### OBJECTIVE
Can you extract every line in the records that contains the string "brown"? Matching is case-sensitive.

### LISTED RECORDS
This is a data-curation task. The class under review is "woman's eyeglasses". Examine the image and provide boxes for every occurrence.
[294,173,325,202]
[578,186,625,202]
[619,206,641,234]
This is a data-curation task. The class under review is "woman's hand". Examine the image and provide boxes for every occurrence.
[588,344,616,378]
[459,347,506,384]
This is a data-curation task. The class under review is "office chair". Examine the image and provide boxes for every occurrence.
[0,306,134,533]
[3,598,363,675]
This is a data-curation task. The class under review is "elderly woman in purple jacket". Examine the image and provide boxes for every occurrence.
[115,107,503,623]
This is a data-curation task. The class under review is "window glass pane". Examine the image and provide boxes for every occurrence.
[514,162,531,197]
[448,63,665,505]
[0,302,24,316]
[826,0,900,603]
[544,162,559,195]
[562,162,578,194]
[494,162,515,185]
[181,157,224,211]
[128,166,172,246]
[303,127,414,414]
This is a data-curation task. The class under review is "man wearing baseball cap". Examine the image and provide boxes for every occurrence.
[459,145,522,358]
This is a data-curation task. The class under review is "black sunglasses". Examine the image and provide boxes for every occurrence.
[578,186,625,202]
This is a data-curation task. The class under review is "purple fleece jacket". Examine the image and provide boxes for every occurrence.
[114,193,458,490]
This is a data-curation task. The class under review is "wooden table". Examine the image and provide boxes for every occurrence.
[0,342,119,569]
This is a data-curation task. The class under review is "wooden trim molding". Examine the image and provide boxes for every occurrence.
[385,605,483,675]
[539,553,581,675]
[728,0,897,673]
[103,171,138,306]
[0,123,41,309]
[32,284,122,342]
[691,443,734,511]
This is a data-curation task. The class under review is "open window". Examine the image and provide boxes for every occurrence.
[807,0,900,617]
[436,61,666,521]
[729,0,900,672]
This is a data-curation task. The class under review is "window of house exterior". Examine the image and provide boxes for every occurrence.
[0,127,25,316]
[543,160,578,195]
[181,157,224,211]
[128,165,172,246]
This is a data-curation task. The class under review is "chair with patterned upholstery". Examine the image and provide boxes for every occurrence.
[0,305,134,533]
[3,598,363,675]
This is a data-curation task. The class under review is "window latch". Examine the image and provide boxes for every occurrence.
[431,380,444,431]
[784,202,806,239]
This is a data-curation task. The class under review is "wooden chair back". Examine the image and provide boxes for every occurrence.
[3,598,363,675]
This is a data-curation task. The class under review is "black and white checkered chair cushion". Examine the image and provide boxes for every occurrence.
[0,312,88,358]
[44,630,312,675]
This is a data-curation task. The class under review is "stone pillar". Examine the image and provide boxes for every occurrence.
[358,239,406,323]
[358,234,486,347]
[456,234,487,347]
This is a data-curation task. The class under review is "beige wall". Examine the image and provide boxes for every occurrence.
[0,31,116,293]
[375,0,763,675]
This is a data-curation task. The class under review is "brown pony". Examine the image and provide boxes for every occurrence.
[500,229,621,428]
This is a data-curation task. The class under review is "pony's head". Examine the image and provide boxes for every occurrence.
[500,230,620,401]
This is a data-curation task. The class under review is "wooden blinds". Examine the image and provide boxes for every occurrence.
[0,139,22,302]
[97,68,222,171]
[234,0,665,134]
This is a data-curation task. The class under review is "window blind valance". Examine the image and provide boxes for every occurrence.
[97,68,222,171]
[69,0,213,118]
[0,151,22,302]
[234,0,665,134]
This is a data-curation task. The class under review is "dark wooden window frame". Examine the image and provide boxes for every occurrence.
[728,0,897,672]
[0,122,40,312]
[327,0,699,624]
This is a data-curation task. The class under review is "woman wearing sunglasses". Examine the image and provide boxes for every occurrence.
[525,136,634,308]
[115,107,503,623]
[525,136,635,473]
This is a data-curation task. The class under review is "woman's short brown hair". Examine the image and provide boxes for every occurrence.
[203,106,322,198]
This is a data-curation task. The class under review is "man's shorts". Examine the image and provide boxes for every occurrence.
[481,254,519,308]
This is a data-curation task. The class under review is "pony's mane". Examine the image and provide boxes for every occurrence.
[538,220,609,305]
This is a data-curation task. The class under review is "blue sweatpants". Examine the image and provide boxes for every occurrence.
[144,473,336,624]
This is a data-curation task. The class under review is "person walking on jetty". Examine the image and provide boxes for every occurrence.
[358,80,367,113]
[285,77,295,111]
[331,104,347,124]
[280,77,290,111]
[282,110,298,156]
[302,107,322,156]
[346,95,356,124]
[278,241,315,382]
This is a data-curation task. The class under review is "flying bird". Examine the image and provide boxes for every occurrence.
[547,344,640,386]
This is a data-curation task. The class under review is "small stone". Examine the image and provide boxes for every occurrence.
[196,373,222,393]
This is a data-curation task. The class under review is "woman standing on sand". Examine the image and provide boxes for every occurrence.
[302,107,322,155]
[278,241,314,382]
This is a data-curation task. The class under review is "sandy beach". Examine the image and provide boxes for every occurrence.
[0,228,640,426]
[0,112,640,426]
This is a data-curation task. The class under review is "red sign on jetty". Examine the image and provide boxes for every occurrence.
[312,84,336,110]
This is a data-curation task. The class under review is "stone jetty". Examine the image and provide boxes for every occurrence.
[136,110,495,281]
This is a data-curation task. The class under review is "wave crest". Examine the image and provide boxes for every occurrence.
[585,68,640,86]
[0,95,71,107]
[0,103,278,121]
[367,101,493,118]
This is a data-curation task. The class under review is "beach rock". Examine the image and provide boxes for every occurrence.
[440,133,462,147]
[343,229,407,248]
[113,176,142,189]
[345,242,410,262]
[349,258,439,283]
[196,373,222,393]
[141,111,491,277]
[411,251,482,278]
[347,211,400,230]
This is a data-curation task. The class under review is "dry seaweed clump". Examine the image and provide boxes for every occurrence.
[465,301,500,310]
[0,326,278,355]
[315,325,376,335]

### SOLUTION TO THE EXERCISE
This is a data-curation task. The class under review is "brown pony". Examine the image and provide boxes for every occurrence.
This is a data-curation task. The class under review is "woman's short brown hair". Examine the image and provide boxes for every occurrence.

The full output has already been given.